Which lines of the material below contain the word "outline"? Return each of them in full.
** start Extracted records **
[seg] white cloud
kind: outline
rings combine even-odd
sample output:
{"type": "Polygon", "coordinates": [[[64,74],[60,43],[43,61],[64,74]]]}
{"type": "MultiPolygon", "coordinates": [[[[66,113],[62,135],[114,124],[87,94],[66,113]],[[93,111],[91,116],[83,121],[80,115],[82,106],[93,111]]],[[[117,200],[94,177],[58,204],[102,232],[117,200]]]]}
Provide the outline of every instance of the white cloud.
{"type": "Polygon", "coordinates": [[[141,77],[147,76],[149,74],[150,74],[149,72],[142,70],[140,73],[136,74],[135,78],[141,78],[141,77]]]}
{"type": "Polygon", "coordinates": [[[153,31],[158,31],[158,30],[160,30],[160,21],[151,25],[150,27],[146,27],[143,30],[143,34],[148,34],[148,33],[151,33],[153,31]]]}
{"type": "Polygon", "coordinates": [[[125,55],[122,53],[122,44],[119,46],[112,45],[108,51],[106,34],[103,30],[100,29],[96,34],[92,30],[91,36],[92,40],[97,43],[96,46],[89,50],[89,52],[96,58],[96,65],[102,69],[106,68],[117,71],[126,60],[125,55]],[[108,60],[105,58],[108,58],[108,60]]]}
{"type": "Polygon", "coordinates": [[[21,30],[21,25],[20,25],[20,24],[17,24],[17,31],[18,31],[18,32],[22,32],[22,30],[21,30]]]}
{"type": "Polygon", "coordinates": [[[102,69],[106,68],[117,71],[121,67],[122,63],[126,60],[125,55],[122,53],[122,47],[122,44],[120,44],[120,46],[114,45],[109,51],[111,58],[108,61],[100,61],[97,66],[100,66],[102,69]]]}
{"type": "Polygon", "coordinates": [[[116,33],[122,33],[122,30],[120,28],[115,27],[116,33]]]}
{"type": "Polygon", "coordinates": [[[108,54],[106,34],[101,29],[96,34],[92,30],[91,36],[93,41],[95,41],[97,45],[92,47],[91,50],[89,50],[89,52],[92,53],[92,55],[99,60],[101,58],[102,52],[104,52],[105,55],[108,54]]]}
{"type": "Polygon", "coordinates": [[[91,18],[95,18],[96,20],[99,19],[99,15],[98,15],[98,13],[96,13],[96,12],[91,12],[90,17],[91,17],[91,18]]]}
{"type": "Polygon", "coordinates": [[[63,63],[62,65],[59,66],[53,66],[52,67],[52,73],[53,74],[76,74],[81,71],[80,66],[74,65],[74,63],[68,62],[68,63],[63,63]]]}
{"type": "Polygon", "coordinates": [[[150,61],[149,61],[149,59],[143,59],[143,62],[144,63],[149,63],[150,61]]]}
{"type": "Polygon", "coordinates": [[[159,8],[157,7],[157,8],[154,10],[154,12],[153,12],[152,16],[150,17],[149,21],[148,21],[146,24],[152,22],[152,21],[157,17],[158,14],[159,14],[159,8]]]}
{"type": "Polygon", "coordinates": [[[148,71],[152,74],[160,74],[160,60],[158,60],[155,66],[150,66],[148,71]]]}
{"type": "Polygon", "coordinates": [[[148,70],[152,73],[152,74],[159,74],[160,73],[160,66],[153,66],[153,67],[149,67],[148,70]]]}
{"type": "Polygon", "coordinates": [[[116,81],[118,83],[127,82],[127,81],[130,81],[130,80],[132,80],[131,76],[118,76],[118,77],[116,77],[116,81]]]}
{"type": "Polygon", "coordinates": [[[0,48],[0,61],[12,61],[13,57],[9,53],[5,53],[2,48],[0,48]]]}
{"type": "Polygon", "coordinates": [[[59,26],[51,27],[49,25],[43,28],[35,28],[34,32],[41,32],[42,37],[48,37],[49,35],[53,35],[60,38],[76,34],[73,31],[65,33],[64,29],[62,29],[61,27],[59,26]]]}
** end Extracted records **
**Written response**
kind: outline
Provide the outline of every instance of the white cloud.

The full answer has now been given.